Items from a dataset
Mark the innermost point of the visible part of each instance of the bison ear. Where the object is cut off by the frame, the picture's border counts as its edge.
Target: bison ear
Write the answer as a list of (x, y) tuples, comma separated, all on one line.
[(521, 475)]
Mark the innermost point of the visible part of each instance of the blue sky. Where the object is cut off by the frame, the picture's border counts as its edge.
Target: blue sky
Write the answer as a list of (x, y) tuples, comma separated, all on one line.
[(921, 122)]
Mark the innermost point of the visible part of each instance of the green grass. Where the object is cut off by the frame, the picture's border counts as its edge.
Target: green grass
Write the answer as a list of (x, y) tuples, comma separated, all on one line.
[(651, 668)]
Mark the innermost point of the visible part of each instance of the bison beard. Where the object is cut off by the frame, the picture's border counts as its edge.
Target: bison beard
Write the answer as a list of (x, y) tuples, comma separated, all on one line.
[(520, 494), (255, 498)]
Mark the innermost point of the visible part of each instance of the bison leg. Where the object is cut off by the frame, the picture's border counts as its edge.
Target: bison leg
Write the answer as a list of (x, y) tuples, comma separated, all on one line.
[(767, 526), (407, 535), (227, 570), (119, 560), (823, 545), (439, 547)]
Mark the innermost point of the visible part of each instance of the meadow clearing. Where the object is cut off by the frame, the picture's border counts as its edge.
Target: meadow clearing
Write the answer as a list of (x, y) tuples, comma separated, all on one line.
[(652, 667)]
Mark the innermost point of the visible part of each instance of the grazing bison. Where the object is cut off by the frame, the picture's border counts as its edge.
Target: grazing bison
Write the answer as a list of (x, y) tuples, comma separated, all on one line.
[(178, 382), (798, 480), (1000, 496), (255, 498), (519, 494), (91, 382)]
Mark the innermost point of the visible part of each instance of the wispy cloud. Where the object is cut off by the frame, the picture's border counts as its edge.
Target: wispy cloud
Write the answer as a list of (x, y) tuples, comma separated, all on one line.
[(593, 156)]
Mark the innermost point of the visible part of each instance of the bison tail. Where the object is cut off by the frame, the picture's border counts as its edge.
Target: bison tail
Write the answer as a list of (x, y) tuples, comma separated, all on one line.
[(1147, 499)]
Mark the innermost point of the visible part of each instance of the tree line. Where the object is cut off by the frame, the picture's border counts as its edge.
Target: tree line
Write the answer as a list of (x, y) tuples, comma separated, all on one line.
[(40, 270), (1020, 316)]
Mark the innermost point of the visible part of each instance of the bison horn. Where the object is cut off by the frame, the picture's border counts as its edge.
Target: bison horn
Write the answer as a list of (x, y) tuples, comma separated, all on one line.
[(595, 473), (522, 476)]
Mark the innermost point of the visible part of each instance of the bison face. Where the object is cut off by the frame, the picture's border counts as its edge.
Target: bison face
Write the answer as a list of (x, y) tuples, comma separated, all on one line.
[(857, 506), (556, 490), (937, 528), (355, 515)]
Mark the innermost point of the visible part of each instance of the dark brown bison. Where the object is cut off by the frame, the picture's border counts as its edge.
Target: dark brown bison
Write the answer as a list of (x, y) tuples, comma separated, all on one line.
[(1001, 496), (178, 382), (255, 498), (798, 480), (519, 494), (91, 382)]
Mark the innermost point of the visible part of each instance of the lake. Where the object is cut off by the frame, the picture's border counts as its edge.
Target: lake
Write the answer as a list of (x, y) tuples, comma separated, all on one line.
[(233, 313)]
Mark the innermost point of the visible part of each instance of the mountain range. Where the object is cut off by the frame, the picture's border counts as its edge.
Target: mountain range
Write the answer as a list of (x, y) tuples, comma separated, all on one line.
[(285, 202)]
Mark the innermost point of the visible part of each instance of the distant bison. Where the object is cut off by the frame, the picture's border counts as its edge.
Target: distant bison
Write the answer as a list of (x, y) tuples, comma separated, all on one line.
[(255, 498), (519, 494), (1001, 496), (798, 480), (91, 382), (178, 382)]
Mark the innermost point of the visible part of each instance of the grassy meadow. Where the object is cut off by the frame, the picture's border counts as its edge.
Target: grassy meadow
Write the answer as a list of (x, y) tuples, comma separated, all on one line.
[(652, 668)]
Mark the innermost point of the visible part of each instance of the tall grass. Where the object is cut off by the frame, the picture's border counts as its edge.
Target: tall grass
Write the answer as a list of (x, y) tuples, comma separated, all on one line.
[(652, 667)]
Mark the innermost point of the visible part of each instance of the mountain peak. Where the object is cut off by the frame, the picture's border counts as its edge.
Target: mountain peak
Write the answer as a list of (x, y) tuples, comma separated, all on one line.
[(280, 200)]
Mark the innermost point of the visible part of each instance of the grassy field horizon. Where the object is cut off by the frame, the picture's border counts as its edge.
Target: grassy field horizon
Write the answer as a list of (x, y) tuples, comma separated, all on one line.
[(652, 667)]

• **WRITTEN PROBLEM**
Output every line of the items above as a JSON list of strings, one string per line, omitting blank lines.

• **FULL ANSWER**
[
  "Mark the innermost point of the visible part of each instance of the bison ear. Where the object is cut off by the frame, the picture's border counts as its edge.",
  "Target: bison ear",
  "Write the answer as a list of (x, y) tuples, comma separated, all on one line.",
  "[(521, 475)]",
  "Mark the innermost point of the visible part of each instance of the blue sky. Where the object is cut off by the frame, the picture's border counts as its edge.",
  "Target: blue sky",
  "Write the answer as a list of (x, y) tuples, comma separated, all on one line.",
  "[(921, 122)]",
  "Mark the innermost point of the visible part of each instance of the green grass. Where the object is cut off by the frame, the picture's border counts as its edge.",
  "Target: green grass",
  "Write the answer as a list of (x, y) tuples, comma separated, all on one line.",
  "[(651, 668)]",
  "Mark the innermost point of the visible part of each instance of the bison beard. Where the object is cut off by the frame, the picture's border counts as its edge.",
  "Target: bison beard",
  "Write the answer as a list of (x, y) tuples, comma separated, all on one line.",
  "[(520, 494), (255, 498)]",
  "Mark the innermost point of the visible part of each instance of the bison leg. Where the object is cut off by the frame, the picture's border counts as its edge.",
  "Target: bison leg",
  "Write the answer as a list of (x, y) tuples, comma separated, all on one line.",
  "[(767, 526), (407, 535), (227, 570), (119, 560), (823, 545), (439, 547)]",
  "Mark the innermost point of the visible part of each instance of the meadow clearing. Where the object is cut off by the frame, the picture's border counts as its edge.",
  "Target: meadow clearing",
  "Write the answer as a list of (x, y) tuples, comma separated, all on one line.",
  "[(652, 667)]",
  "Mark the innermost point of the visible part of each instance of the grazing bison. Where the object is cut off by the frame, the picture's border counts as its edge.",
  "Target: grazing bison",
  "Write the answer as a list of (x, y) tuples, comma separated, all on one line.",
  "[(178, 382), (798, 480), (1000, 496), (255, 498), (519, 494), (91, 382)]",
  "Mark the innermost point of the visible part of each instance of the wispy cloud. Where the object is cut off by the frame, the picture's border counts as its edge.",
  "Target: wispy cloud",
  "Write the answer as a list of (x, y) tuples, comma separated, all on one line.",
  "[(593, 156)]",
  "Mark the innermost point of the visible part of each instance of the bison tail. Where the object is cut off by the frame, the picture's border counts as its edge.",
  "Target: bison tail",
  "Write the answer as a list of (x, y) tuples, comma separated, all on one line.",
  "[(1147, 499)]",
  "Mark the innermost point of the visible part of each instance of the tree line. Where the object is cut off by the frame, the picture's border counts as its edge.",
  "Target: tree line",
  "Write the answer as a list of (x, y) tuples, comma separated, all on one line.",
  "[(40, 270), (1020, 316)]",
  "Mark the innermost point of the visible part of each instance of the bison horn. Where the object is cut off by the frame, the picture's border counts as its edge.",
  "Target: bison horn",
  "Write the answer as a list of (x, y) tuples, comma separated, all on one line.",
  "[(595, 473), (522, 476)]",
  "Mark the innermost point of the visible part of each instance of the bison face. Where the object is cut off by the frame, the picture's border counts as its edge.",
  "Target: bison face",
  "Write the answer as a list of (x, y) tuples, comma separated, all on one line.",
  "[(857, 506), (556, 490), (937, 528), (355, 515)]",
  "Mark the innermost point of the visible part of each instance of the dark brown bison. Where the object is cut off by the frame, the picture's border counts as its edge.",
  "Target: dark brown bison",
  "Write the answer as a list of (x, y) tuples, comma separated, all on one line.",
  "[(1001, 496), (178, 382), (255, 498), (798, 480), (519, 494), (91, 382)]",
  "Mark the innermost point of the visible part of each instance of the lake. Where the object is cut off by the frame, the picture's border counts as its edge.",
  "Target: lake",
  "Write the answer as a list of (x, y) tuples, comma separated, all on one line.",
  "[(233, 313)]",
  "Mark the innermost point of the visible part of each instance of the mountain range. Where the object is cut off by the frame, the picture's border counts as its edge.",
  "Target: mountain range",
  "Write the answer as a list of (x, y) tuples, comma separated, all on one line.",
  "[(285, 202)]",
  "Mark the innermost point of the visible part of each instance of the distant bison. Where the object is cut off by the frame, the picture's border counts as its edge.",
  "Target: distant bison",
  "Write the answer as a list of (x, y) tuples, comma separated, all on one line.",
  "[(255, 498), (519, 494), (1001, 496), (798, 480), (91, 382), (178, 382)]",
  "Mark the innermost point of the visible part of each instance of the grassy meadow. Where the object is cut off by the frame, the picture's border counts as its edge.",
  "Target: grassy meadow",
  "Write the answer as a list of (x, y) tuples, comma separated, all on one line.",
  "[(652, 668)]",
  "Mark the innermost point of the visible part of each instance of the tall grass. Where the object is cut off by the frame, the picture's border counts as its edge.",
  "Target: tall grass",
  "Write the answer as a list of (x, y) tuples, comma separated, all on one line.",
  "[(652, 667)]",
  "Mark the innermost point of the visible part of each instance of the mountain peak. Where the object is cut off by the frame, the picture's border counts as its edge.",
  "Target: mountain peak",
  "Write the answer as a list of (x, y) tuples, comma separated, all on one line.",
  "[(280, 200)]",
  "Mark the innermost point of the visible part of each instance of the grassy field horizon. Where the object is cut off by the frame, the picture's border counts as its edge.",
  "Target: grassy field horizon",
  "Write the answer as a list of (x, y) tuples, comma separated, all on one line.",
  "[(652, 667)]"
]